## Start PAGE EXCERPT
A complainte of which we happen, quite exceptionally, to have an early draft, 'Complainte du fœtus de poète', introduces the contrasting strain only in the later version, illustrating Laforgue's inclination to complicate and to 'blur' his original texts. 'Je les retoucherai, je les noierai un peu plus', he wrote to his sister: 'La poésie doit être à la vie ce qu'un concert de parfums est à un parterre de fleurs.' As he did this, he was drawing poetry closer to the related art-forms of music and painting, establishing the 'pont mystérieux' of which Delacroix wrote: 'L'écrivain écrit presque tout pour être compris. Dans la peinture il s'établit comme un pont mystérieux entre l'âme des personnages et celle du spectateur.'

The techniques of theatre were useful to Laforgue in this attempt. Two complaintes ('Complainte des voix sous le figuier bouddhique', and 'Complainte des formalités nuptiales') employ named characters and, consequently, display considerable formal variety. The former, expanding mingled Buddhist and Hartmannian sentiments, was one that Laforgue considered important, writing to his publisher: 'Une erreur dans cette pièce me désolerait.' Both point forward in their form to Le Concile féerique, a drama composed of unpublished poems taken from Des Fleurs de bonne volonté.

Techniques drawn from the monologue form developed in the theatre of Coquelin the Younger abound: colloquialisms, the direct address to a supposed spectator, the apostrophe, the aside. One remembers that Mallarmé had originally hoped that 'L'Après-midi d'un faune' might be recited at the Théâtre-Français, and that its second title, after he rejected 'Improvisation d'un faune', was 'Monologue d'un faune'. A number of the personae that Laforgue employs for the self are … connected with legend or folk-song: the Pierrot, the King of Thule, the knight errant, the poor young man, the betrayed husband, the 'blackboulé', or more fantastic versions of the self: the son of Faust, the foetus of the poet, the incurable angel, the poor human body. They are 'characters' who, however strange, are lent familiarity by the definite article that always introduces them. But this familiarity is also belied by the twist that Laforgue gives to the expected personage. We have a knight errant whose only concern appears to be his inability to inspire love, an angel who regrets nothing so much as his purity, a poet-foetus in place of Baudelaire's infant-poet. Antecedents are not necessarily literary. Bizet's Carmen, an opera much in vogue throughout Western Europe in 1885, provides the twist in the 'Complainte des blackboulés'. By quoting the opening words of the famous Escamillo/Carmen duet, 'Si tu m'aimes', Laforgue places behind the 'blackboulé', who is nursing a sadistic revenge, the dramatic figure of the betrayed Don José, and thus behind the harsh introspection of an apparently morbid psyche the normalization provided by the legitimate passions of a tragic narrative.
## End PAGE EXCERPT
## Start SUPPLIED RECORDS
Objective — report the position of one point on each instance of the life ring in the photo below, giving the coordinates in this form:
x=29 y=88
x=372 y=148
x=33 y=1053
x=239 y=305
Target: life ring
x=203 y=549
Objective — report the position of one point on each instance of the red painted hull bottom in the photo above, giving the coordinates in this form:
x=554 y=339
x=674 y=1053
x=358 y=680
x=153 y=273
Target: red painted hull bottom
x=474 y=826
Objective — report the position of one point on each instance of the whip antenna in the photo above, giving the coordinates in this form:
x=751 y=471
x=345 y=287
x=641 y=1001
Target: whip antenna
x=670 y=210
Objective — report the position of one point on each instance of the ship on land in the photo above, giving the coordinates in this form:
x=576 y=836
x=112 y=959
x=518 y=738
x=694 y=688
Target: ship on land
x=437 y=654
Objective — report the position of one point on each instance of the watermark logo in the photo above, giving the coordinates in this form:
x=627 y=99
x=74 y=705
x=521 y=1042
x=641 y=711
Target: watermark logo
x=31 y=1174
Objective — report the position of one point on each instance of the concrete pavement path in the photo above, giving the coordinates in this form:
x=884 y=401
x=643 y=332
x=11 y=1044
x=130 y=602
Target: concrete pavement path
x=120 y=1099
## End SUPPLIED RECORDS
## Start SUPPLIED RECORDS
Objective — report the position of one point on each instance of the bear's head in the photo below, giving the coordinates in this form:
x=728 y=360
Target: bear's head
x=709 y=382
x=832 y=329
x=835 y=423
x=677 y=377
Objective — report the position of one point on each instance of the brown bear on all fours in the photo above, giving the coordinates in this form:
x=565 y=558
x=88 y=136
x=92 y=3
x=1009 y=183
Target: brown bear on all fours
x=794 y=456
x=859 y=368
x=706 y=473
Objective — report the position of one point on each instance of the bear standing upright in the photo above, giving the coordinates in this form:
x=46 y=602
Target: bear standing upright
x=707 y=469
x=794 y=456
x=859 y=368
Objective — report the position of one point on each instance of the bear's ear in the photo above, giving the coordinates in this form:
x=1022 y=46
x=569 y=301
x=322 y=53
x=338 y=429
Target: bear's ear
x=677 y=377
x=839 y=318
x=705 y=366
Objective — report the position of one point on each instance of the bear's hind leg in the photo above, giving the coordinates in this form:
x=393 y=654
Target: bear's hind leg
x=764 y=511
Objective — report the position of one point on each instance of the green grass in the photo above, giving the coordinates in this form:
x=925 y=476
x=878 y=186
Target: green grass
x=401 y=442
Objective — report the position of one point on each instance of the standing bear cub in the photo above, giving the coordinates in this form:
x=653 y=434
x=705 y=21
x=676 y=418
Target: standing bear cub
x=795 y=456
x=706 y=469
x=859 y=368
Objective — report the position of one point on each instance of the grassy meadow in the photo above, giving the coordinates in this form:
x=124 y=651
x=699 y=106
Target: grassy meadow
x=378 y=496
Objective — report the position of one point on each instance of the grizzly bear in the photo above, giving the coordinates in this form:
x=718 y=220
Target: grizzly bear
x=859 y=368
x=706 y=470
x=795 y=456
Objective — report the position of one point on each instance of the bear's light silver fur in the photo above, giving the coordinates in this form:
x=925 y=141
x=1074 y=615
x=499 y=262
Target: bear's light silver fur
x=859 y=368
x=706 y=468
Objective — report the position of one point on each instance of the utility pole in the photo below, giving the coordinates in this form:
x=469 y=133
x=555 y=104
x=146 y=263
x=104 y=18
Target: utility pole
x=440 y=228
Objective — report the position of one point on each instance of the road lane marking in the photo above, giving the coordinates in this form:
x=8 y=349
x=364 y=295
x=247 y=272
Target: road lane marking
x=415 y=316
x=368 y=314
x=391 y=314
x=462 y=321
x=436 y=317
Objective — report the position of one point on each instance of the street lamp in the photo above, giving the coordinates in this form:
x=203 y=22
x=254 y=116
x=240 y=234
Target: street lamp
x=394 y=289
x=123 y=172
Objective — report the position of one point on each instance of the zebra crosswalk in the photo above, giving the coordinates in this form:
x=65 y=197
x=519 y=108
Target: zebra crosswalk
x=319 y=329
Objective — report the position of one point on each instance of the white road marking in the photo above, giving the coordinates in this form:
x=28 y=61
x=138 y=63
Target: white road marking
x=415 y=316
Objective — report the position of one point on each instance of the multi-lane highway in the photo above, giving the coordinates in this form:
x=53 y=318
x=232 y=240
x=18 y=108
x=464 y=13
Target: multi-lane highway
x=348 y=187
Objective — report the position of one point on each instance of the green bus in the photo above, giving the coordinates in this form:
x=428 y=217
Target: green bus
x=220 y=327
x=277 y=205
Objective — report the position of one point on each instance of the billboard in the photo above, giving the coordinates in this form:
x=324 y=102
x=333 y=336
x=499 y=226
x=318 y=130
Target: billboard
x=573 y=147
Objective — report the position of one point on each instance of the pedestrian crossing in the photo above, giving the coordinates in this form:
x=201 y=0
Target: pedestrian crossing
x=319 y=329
## End SUPPLIED RECORDS
## Start SUPPLIED RECORDS
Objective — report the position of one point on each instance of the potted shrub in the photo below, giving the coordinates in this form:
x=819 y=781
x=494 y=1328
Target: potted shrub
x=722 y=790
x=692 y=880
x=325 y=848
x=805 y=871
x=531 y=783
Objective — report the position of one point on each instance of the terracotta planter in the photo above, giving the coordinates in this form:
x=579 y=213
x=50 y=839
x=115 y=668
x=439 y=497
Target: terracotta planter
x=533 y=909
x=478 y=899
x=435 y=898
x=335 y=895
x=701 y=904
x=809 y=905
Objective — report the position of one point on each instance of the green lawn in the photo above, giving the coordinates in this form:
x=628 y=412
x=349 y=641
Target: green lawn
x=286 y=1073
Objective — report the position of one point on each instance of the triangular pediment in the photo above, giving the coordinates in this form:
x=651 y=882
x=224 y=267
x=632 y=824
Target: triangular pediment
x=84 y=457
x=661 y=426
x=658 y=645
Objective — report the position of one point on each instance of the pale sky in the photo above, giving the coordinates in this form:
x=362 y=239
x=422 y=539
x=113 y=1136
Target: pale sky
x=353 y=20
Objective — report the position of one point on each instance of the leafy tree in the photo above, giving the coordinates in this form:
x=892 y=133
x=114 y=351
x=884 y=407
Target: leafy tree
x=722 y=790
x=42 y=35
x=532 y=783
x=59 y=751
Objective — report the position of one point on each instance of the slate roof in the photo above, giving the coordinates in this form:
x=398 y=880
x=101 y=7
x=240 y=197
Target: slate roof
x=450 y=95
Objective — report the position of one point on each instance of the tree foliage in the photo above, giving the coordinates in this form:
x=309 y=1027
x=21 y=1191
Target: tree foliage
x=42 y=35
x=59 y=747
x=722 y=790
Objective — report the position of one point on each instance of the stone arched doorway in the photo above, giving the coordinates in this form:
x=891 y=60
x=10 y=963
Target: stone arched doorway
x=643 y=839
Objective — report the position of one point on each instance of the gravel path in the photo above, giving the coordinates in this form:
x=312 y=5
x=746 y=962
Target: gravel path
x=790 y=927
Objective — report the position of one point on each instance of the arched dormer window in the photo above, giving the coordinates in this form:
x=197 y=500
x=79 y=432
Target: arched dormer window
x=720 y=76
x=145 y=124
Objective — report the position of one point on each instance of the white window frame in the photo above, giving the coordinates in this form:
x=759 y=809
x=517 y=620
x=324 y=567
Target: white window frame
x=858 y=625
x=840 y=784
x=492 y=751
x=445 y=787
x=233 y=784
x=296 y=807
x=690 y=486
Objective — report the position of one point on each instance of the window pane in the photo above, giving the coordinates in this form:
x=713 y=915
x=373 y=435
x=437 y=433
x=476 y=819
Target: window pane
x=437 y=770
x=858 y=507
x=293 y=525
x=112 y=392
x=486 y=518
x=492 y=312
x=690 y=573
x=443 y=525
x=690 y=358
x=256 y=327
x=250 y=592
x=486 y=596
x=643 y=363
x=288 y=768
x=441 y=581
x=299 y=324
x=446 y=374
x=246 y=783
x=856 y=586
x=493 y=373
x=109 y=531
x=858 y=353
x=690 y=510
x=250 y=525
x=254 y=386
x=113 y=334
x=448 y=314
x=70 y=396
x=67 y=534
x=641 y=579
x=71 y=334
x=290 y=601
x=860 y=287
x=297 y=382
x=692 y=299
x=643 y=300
## End SUPPLIED RECORDS
◆ SET OF TASKS
1) Reproduce the stretch of the passage on Laforgue's complaintes from "The techniques of" through "de bonne volonté.".
2) Summarize the passage on Laforgue's complaintes in two sentences.
3) Write the next part of the passage on Laforgue's complaintes, starting after its final sentence.

◆ RESULTS OF THE EXERCISE
1)
The techniques of theatre were useful to Laforgue in this attempt. Two complaintes ('Complainte des voix sous le figuier bouddhique', and 'Complainte des formalités nuptiales') employ named characters and, consequently, display considerable formal variety. The former, expanding mingled Buddhist and Hartmannian sentiments, was one that Laforgue considered important, writing to his publisher: 'Une erreur dans cette pièce me désolerait.' Both point forward in their form to Le Concile féerique, a drama composed of unpublished poems taken from Des Fleurs de bonne volonté.

2) Laforgue revised his complaintes to blur and complicate them, drawing poetry closer to music and painting, and he borrowed from theatre both named characters and devices of the monologue form such as the aside and direct address. The personae he uses for the self come from legend, folk-song, or fantasy, each given an unexpected twist, as when the 'Complainte des blackboulés' quotes Bizet's Carmen to place the betrayed Don José behind its vengeful speaker.

3)
Sometimes the stylized persona is abandoned, and we are given monologues more directly attributable to the poet. The result is not simplification—rather the reverse. The more successful and substantial of these poems illustrate the divisions in the self that will be further developed in the Derniers Vers. 'Complainte d'une convalescence en mai', for example, is an occasional poem with a mockphilosophical theme. The tedium of convalescence leads to meditation on life's fundamental problems and to a recognition that the narrator's 'grandes angoisses métaphysiques I Sont passées à l'état de chagrins domestiques'. The fragility of the narrator's affirmations is stressed in a dialogue with the self that employs mobile pronouns, a technique that Laforgue uses elsewhere. A 'je' takes issue with a self-addressed 'tu' in free Apollinairean fashion ('Et toi, cerveau confit dans l'alcool de l'Orgueil'), and the two add up to an internal 'nous' ('Nous savons ce qu'il nous reste à faire'). This 'nous' echoes the external 'nous' of the poem's epigraph, the well-known statement referring to Pascal's barbed iron belt: 'Nous n'avons su toutes ces choses qu'après sa mort', an epigraph that, while it indicates that the subject of the poem will be concealed pain, emphasizes also the distance between the Pascalian world and the mundane region inhabited by this poem. The complainte employs the alexandrine couplet to combine the presentation of suffering with its subversion ('Convalescence bien folle, comme on peut voir'), while offering on the way a number of bold elliptical formulations: 'Si la Mort, de son van, avait chosé mon être', for example, or 'Qui m'a jamais rêvé?' [emphasis added].

'Complainte d'un certain dimanche', another interior monologue, is an occasional poem whose occasion, the departure of the loved woman, becomes clear only in the third stanza. Before this we have aphorisms about the relations between the sexes, strongly coloured by the endof-the-affair moment of which we are as yet unaware. Employing the discontinuous technique that Laforgue was to develop further in free verse, it again evokes the disunity of the self. The stanza that introduces the love theme displays three stances towards love in only four lines. We move from apparently bewildered self-questioning to an expression of overstated devotion, and from this to a stock romantic description, the cliché element in which leaves the emotion (such as it is) intact:

Shifting stances, again emphasized by a mobile narrative method (the girl is both 'elle' and 'tu'), reflect the frightening inner lack of centre, which is set against the equally alarming anonymity of the external world. Loss of a sense of identity does not imply any absence of feeling, however. Philosophical generalizations and pseudo-conclusions are interrupted by shock expressions of fear or horror:

Que d'yeux, en éventail, en ogive, ou d'inceste,
Depuis que l'Être espère, ont réclamé leurs droits!
O ciels, les yeux pourrissent-ils comme le reste?

When the narrator finally confesses his fear of solitude, which was the theme of many Sanglot poems, we find that we have now been offered a landscape in which to situate it, and that it is a nuanced landscape, created from a series of fleeting perceptions—snapshots, as it were, necessarily surrounded by unbridgeable gaps between the pictures, which nevertheless inhabit a recognizable and all too human psychological terrain.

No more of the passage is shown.